Assigned task> Please return every line of the records below that contains the word "woman".

Stored data
____________________

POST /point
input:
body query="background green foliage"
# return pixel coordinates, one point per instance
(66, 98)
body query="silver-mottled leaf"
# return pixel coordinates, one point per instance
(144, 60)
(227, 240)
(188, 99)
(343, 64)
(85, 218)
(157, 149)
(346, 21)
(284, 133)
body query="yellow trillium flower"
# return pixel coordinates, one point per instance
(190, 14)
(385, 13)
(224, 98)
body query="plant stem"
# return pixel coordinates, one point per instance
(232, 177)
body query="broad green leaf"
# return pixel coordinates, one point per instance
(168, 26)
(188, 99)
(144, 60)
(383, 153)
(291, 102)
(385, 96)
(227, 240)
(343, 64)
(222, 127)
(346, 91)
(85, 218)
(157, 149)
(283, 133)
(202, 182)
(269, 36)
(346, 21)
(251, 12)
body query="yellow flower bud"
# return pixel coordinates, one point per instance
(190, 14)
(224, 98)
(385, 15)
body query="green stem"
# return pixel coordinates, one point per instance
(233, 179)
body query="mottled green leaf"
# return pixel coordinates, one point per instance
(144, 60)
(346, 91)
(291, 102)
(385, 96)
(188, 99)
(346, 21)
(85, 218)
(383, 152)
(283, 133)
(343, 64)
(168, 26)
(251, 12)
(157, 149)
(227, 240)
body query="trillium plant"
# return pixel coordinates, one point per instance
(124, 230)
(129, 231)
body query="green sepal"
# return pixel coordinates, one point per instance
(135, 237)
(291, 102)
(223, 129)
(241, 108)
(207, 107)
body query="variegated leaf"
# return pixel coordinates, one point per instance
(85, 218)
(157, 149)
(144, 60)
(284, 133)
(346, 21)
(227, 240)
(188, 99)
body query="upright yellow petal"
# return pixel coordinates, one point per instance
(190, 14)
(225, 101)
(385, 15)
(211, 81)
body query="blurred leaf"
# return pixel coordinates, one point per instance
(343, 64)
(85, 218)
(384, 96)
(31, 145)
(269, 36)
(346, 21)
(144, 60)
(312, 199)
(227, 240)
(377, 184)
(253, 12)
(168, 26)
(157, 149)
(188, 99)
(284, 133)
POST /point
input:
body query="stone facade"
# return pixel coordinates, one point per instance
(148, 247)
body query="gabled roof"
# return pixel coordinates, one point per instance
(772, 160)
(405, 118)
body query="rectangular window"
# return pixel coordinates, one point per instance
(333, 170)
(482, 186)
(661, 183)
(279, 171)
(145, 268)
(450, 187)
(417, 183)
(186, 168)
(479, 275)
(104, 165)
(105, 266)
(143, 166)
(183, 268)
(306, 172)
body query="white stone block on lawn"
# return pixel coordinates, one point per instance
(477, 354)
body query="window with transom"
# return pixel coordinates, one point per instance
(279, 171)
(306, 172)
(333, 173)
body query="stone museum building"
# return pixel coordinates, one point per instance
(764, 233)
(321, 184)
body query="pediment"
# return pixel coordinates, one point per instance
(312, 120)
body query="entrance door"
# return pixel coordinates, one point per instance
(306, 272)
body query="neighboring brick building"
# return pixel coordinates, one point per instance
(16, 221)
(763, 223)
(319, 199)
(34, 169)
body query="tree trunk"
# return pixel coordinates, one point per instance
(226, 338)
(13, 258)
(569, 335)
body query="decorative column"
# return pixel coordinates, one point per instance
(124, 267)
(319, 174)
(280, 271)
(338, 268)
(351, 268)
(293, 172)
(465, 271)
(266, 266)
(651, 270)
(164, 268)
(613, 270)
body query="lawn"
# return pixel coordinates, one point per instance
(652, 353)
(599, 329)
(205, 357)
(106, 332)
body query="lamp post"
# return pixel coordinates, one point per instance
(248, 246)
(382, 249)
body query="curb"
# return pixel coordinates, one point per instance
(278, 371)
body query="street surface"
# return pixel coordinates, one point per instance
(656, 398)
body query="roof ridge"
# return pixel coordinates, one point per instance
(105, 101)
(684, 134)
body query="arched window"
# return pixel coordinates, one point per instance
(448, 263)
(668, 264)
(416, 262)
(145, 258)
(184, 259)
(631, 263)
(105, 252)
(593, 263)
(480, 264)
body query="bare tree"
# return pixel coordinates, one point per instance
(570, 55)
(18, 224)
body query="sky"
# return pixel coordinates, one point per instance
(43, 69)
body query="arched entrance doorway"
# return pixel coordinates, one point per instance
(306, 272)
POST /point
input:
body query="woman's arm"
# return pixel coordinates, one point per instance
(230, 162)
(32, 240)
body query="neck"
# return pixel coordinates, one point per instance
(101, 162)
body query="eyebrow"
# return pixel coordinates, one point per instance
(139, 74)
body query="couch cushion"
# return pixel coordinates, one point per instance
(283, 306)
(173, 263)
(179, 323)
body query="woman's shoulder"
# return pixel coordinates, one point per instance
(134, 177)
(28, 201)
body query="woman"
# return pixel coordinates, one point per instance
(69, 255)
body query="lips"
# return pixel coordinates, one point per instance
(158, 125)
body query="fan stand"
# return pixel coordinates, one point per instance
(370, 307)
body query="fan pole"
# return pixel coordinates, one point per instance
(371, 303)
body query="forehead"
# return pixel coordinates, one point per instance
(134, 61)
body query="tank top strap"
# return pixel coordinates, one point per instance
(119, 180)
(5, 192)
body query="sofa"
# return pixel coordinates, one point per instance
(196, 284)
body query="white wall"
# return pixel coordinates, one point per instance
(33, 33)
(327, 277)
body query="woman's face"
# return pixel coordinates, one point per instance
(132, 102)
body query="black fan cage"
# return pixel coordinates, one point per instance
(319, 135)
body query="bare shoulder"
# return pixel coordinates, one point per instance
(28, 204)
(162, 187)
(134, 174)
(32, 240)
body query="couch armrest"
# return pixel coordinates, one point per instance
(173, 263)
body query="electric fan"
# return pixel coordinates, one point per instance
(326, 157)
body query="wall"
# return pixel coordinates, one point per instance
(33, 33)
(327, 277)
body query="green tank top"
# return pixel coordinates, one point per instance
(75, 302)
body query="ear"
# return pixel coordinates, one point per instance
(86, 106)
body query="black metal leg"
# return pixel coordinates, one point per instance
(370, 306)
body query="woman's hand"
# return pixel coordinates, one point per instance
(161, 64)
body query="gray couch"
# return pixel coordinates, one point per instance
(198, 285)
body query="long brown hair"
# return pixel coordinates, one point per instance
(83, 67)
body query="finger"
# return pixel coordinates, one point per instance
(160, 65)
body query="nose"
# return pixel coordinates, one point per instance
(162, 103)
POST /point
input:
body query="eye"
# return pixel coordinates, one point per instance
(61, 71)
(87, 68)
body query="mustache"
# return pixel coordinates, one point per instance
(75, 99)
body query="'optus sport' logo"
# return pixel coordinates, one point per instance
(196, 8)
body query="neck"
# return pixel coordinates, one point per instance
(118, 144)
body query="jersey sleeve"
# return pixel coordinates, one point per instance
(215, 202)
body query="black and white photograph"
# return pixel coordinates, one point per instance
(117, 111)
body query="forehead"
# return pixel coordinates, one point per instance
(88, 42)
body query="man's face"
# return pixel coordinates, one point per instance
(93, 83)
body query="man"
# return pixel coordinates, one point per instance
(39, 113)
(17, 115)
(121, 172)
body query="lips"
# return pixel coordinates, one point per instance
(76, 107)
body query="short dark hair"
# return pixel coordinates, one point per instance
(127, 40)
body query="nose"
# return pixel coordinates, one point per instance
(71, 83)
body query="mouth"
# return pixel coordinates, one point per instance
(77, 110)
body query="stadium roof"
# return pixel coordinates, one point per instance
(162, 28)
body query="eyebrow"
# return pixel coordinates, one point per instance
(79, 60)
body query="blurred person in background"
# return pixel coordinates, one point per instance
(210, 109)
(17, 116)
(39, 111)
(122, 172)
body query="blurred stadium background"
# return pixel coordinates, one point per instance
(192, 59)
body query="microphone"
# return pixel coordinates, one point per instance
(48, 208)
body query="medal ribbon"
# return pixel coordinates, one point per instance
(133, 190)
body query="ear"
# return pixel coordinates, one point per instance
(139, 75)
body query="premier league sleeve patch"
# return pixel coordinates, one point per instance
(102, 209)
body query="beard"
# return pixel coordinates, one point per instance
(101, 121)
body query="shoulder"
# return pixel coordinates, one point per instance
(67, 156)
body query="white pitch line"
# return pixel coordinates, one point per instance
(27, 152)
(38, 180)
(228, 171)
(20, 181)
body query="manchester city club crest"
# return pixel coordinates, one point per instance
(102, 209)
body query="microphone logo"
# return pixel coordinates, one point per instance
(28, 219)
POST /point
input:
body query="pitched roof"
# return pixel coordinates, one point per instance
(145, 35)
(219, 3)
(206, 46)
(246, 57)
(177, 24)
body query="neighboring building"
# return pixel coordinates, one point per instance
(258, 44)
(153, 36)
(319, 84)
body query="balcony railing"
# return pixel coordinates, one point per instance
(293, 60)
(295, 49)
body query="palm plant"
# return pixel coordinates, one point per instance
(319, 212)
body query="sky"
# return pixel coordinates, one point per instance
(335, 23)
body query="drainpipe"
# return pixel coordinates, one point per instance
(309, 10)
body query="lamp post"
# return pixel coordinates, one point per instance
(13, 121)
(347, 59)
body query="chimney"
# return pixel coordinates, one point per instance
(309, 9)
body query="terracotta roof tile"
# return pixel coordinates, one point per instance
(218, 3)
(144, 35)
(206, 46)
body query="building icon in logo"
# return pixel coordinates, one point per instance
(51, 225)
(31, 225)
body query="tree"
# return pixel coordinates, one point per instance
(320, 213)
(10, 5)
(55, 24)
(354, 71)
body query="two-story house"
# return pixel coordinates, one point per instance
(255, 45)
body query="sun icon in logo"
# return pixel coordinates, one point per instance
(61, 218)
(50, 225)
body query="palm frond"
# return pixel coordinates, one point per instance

____________________

Exercise response>
body query="woman's arm"
body query="woman's shoulder"
body query="woman"
body query="woman's face"
body query="woman's hand"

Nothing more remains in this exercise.